YOUR GOAL: Retype all of the data word for word, without pictures.

------ DATA EXCERPTS ------

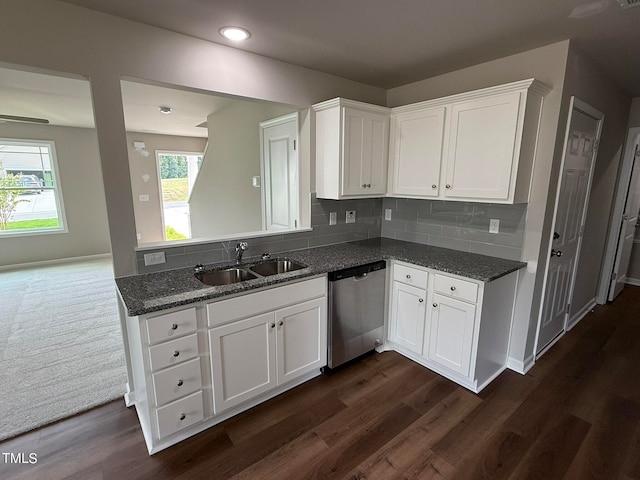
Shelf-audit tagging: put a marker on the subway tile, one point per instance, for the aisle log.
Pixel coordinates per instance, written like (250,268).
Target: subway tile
(452,243)
(509,253)
(413,237)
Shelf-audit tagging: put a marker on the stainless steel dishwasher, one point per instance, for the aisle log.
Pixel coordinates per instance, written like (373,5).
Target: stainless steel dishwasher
(356,311)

------

YOUR SOLUTION:
Shelf-audit tagging: put a marker on the subway tile, one point per instance, for the aisle log.
Pixel coordinates per instance, written like (250,268).
Target: subway tile
(452,243)
(509,253)
(413,237)
Shelf-audit tagging: put a marker on the stainless steel dishwasher, one point per instance, for the aisle log.
Pixel coordinates per instance, written like (373,5).
Target: stainless steel dishwasher
(356,311)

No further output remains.